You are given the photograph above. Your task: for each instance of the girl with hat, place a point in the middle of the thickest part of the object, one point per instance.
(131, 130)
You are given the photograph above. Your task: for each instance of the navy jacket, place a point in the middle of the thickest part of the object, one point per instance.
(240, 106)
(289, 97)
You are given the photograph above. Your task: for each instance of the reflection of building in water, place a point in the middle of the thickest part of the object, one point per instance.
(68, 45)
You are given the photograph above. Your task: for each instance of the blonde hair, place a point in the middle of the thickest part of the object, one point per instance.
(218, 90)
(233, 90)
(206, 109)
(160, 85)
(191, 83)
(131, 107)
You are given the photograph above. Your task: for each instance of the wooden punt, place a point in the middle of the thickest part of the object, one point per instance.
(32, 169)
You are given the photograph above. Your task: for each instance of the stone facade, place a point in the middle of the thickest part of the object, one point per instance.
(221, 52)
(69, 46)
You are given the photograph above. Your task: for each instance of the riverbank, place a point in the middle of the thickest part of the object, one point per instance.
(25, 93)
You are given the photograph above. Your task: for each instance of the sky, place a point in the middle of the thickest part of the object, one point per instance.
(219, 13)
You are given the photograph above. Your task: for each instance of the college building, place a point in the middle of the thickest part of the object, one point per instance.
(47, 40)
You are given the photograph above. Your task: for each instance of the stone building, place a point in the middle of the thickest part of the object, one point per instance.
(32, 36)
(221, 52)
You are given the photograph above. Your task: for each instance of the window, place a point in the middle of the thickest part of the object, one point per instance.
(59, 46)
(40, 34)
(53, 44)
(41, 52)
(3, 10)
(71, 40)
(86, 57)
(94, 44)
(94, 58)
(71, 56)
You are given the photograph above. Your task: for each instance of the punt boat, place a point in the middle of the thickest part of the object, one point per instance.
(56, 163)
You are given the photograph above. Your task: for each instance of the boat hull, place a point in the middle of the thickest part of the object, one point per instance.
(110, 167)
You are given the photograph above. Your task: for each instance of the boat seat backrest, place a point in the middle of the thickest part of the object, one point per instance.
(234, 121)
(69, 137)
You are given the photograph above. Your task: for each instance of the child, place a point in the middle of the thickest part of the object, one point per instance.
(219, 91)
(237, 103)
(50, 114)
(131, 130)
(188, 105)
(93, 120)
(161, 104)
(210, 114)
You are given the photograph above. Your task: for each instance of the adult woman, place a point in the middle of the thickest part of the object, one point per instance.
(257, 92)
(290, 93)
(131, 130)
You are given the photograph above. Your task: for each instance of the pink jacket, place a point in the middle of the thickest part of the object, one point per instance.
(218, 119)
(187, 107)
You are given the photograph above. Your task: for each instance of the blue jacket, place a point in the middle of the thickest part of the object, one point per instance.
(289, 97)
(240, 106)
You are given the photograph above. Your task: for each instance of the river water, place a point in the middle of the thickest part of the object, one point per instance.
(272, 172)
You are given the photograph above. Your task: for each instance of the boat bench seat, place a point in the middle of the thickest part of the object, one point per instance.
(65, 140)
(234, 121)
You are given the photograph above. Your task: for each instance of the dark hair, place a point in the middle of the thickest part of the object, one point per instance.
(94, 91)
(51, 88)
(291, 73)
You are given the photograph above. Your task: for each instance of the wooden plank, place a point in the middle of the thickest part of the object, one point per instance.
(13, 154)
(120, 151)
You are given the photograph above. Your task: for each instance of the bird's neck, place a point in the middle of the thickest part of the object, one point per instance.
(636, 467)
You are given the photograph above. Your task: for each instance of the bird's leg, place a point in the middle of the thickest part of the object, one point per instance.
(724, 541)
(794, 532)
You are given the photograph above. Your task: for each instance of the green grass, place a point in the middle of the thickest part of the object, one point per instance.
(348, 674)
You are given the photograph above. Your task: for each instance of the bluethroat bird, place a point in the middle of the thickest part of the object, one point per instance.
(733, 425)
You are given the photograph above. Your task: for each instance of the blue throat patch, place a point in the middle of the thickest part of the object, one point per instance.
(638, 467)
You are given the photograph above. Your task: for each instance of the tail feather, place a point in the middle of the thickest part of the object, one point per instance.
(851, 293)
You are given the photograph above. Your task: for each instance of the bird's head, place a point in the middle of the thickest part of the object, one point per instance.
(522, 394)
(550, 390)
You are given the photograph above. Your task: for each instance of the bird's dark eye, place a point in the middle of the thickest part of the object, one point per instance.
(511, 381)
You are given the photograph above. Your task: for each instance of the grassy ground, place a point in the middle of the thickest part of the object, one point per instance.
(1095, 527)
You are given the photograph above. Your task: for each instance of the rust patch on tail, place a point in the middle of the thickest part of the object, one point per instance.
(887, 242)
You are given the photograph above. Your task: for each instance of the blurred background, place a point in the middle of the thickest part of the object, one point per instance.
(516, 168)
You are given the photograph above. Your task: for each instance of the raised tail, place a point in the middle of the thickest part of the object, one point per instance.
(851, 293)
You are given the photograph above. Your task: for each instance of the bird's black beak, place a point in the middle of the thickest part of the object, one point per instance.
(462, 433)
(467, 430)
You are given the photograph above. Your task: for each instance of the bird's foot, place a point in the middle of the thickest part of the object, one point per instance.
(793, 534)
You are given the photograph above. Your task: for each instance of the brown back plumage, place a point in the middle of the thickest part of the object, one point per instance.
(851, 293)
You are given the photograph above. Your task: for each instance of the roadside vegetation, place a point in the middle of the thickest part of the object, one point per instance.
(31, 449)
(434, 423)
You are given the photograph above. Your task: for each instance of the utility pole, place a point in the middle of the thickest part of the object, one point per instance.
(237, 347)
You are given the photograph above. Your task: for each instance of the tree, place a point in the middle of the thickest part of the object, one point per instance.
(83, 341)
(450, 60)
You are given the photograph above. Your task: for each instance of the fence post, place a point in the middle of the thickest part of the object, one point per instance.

--*--

WHAT YOU SHOULD DO
What you return must match the listing exactly, line for line.

RESULT OF THIS TASK
You are given the photograph above. Your task: for each instance of the girl with hat, place a point in the middle of the thickest part of the object, one point per instance.
(131, 130)
You are given the photograph above. Your task: for each instance of the navy jacket, place a point in the middle of the thickest part of the object, one point per instance.
(240, 106)
(289, 97)
You are given the photograph above. Your task: for each instance of the reflection of building in water, place a point in the middle of the thickest part of the object, one point per instance.
(68, 45)
You are given the photograph above. Your task: for each instance of the blonde hair, place a point in the middle of the thickest part of the object, one point per instance.
(218, 90)
(233, 90)
(206, 109)
(160, 85)
(191, 83)
(131, 107)
You are given the photograph above. Your task: for each instance of the wooden punt, place a point in the middle of the thickest part of the object, one point per instance.
(32, 169)
You are given the photograph above. Your task: for each instance of the stone facade, place a point in the middle of the thickest part of the object, one point per instance.
(221, 52)
(69, 46)
You are given the photograph above. Your task: for each instance of the riverbank, place a point in the middle of the thickest part of the object, one point per instance.
(25, 93)
You are given the photograph above. Your task: for each instance of the sky, place a point in the middle of the thickest part of the object, one point per instance.
(219, 13)
You are given the photograph above. Your task: for each instance of the college building, place a point in the middle of the thickest part of the object, one point per instance.
(47, 40)
You are given the photograph above. Your task: for each instance of the stone building, place a point in the middle of the thickest part of the object, one point per instance.
(32, 36)
(221, 52)
You are given the photograph above. Your task: for each instance of the window, place a point in the middle of the thickest part of the object, one point per instance.
(59, 46)
(40, 34)
(53, 44)
(41, 52)
(3, 10)
(71, 40)
(86, 57)
(94, 44)
(94, 58)
(71, 56)
You are given the photograph above. Your task: for each instance of the punt boat, place a point in the middle of the thickest part of the object, one point per instance.
(56, 163)
You are given the photograph above. Your task: for each instance of the boat hull, place a point in the middle of the thickest part of the object, one point per instance.
(110, 167)
You are given the photograph above. Your task: for each instance of the boat seat backrest, place a point in the middle of the thickest part of the object, one point per instance.
(234, 121)
(69, 137)
You are given the photograph above. Your task: for each instance of the child, place a point in the middle of the thickest part of the object, one point per instance.
(219, 91)
(237, 103)
(50, 114)
(131, 130)
(188, 105)
(93, 120)
(161, 104)
(210, 114)
You are given the photograph above. Your task: for each instance of the adult woman, place a point in the middle of the thickest part of the object, one point per instance.
(257, 92)
(290, 93)
(131, 130)
You are given the photograph above. Your task: for each instance of the pink jacket, place a point in the middle of the thickest part of the object, one point per instance.
(218, 119)
(187, 107)
You are given the photograph above. Your task: for each instance of the blue jacket, place a point in the middle of the thickest part of the object, one point per instance.
(289, 97)
(240, 106)
You are given the photograph above. Your task: for each instance of the river water, place a point in the middle of the thickest part of the object, one point per instance.
(272, 172)
You are given the photograph above. Your task: for each instance of the boat bench seat, place a point in the middle of the thickest part of the object, one point per instance.
(65, 140)
(234, 121)
You are given the photograph above. Your task: for each instance of the dark hair, place a point in the middle of the thickest part of the object, one point per instance.
(94, 91)
(51, 88)
(291, 73)
You are given the photograph above. Your task: for each instance of the wooden plank, place a point in the middle of the thickest part of the object, one point per instance.
(13, 154)
(120, 151)
You are given the photograph above. Your task: for each instance of the bird's neck, place a point in the middle of the thickest part of the object, one point per instance.
(636, 467)
You are given the photograph above. Your task: for each instance of the bird's leg, place a point in the middle of the thickest part of the object, one point per instance.
(724, 541)
(794, 532)
You are given the photograph above. Your task: for each instance of the green grass, place a point in the middle of the thickest part of the object, one point per instance.
(348, 674)
You are given the photograph above. Your task: for each instance of the bluethroat bird, place a point in the middle of the thickest part of the object, one point per instance.
(733, 425)
You are given the photograph above. Your task: for each instance of the blue throat patch, place a point in the middle of the thickest part of the object, one point per instance.
(638, 467)
You are given the photograph above. Your task: for each instance of the tail feather, place a point in the middle of the thickest part of the object, one point per instance.
(851, 293)
You are given the photograph above. Your task: for each instance of the bird's head, place a point in the middle of the thickest part of the object, one point per instance.
(522, 394)
(550, 390)
You are given the photograph above. Your task: for each instance of the bird's dark eye, place a point in the middle of the thickest part of the object, one point per instance.
(511, 381)
You are given the photograph above. Your task: for each instance of the grassy ground, place a point in the middle of the thickest part of the object, one point per instance.
(1095, 527)
You are given the photograph above. Your task: for each instance of the rust patch on tail, place a point in the middle of the thickest part of the object, one point per instance.
(887, 242)
You are given the photograph above. Your task: for each instance of the blurred background, place a point in the middle of the thickest part of the object, one point per instance.
(516, 168)
You are given the photograph above. Your task: for each instance of the raised tail, place a point in the middle of the thickest part of the object, one point per instance.
(851, 293)
You are given the photograph above. Your task: for each instance of the bird's black beak, place a point in the middle of the thickest part of the object, one point per instance.
(462, 433)
(467, 430)
You are given the photograph above. Your task: for each instance of the bird's foot, place a point in the middle of the thickest part of the object, one point per instance.
(793, 534)
You are given the photograph above. Your task: for each instance of the brown back plumage, place a point in the middle of the thickest part of the object, one point per instance.
(851, 293)
You are given the photograph above. Your task: for each instance of the roadside vegetation, place a point in the middle of the thickest part of the object, one point per instance.
(31, 449)
(434, 423)
You are given the photograph above. Your task: for each instance of the utility pole, place a point in the middle of the thickest part of the object, one point per instance.
(237, 347)
You are given the photograph above. Your task: for each instance of the tree, place a point in the middle of the thickest part of the object, one point per instance.
(83, 341)
(450, 60)
You are given the photograph above. Your task: for each instance of the fence post, place a point in the middle of the thickest part of the object, one point per instance.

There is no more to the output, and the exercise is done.